*Source text*

● ● ● ● ●

The post last week, Louisiana Bill Proposes to Codify All the Rules of Appraisal, generated a lot of comments. I quickly read the bill, wrote my concern that the rules might not be as good as the common law, and asked for responses. Some comments, private and public, contained very interesting analysis. One public comment was not so nice to me. So, let me provide some background and updates because who can be an appraiser and if written rules will be applied to this process is one of the biggest issues of insurance dispute resolution. 

I have publicly stated that I believe that appraisal without rules is unconstitutional because the process does not afford due process to the participants and is effectively a kangaroo proceeding. My opinion is not the accepted view and not the law. I have written that even the United States Supreme Court has found the process is constitutional in, Supreme Court Has Ruled That the Appraisal Clause in the Standard Fire Policy Is Constitutional.

I once chaired an ABA Property Insurance Law Sub-Committee in the 1990s, looking for methods that would render fairer awards. Nothing came from it, but my concern then was that some policyholders appointed licensed real estate appraisers who were the only “appraisers” one could find in the Yellow Pages directory. These appraisers were sheep to slaughter when it came time for an insurance appraisal.  

The issue of who can be an appraiser has come up frequently in many of my blogs and virtually every seminar I have attended or presented regarding appraisal. The cases discussing these vary from state to state on who can be an appraiser, with many deeply analyzing the policy terms “impartial,” “unbiased,” and “independent.”  

The Florida Department of Financial Services recently charged an individual claiming that a person had to be a licensed public adjuster to be appointed as the policyholder’s appraiser. I disagree because it is not in the policyholder’s best interest to limit people just to licensed public adjusters—I try to look at these issues from the policyholder’s perspective. I will write more on this, but the National Association of Public Insurance Adjusters agrees with me. Here is its position:

NAPIA has been dealing with the appraisal issue in many states for over 70 years. NAPIA has also written and published a white paper on the appraisal process and has sponsored courses for CE credits on appraisal, both in ethics and solely regarding the process. It is NAPIA’s position that an appraiser appointed by either the insured or the insurer in a first party property claim under the relevant insurance policy must be competent and disinterested, as is required under most if not all first party property insurance policies. There is no requirement in any state that an appraiser be specifically licensed. A public adjuster may serve as an appraiser, but not on the same claim in which he or she has been engaged under contract with the insured as a public adjuster for that particular loss. Other professionals who may serve as competent and disinterested appraisers may be contractors, attorneys at law, real estate brokers or appraisers, independent adjusters, or others. An appraiser should never work on a contingent or percentage fee basis. NAPIA has never advocated nor does NAPIA advocate now for a need for appraisers to be licensed by any state.

● ● ● ● ●

*Given material*
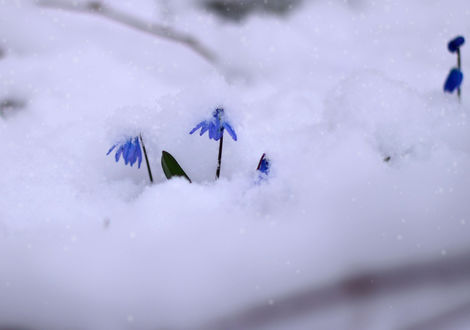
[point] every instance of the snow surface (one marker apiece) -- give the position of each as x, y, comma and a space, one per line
328, 93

● ● ● ● ●

*Exercise instructions*
a) In the insurance appraisal post, what fee arrangement does the NAPIA position say an appraiser should never work under?
b) Pick up the insurance appraisal post after its final sentence and continue it.
The material comes from a separate source and has no connection to the insurance appraisal post.

*Answers given*
a) An appraiser should never work on a contingent or percentage fee basis.

b)
I applaud NAPIA’s leadership because they could have taken a self-interest view but did not and viewed the issue as what is best for the client. I once posted in Being on The Side of Angels—Public Adjusters Will Lose If They Fail to Follow This Philosophy:

The interests and needs of policyholders is why public adjusters get to make a living adjusting claims. The financial interests of the public adjuster are not paramount to the policyholder. The public interest is paramount over the public adjuster trade. So long as public adjusters properly serve policyholders, serve the public interest, and strive to raise the bar of those participating in their trade, they will be allowed to practice what used to be illegal in Florida, is limited in some states, and still illegal in a few states.

So, the Louisiana Bill came to my attention, and it seemed worthy of publication. I know nothing about the who, how, or why the language of the bill was written. However, the topic is important to everybody in the property insurance claims resolution business and worthy of respectful discussion. I was en route to David Young’s funeral while I wrote the blog, and my analysis was not deep other than to question whether common law rules may be better than these written rules found in the bill.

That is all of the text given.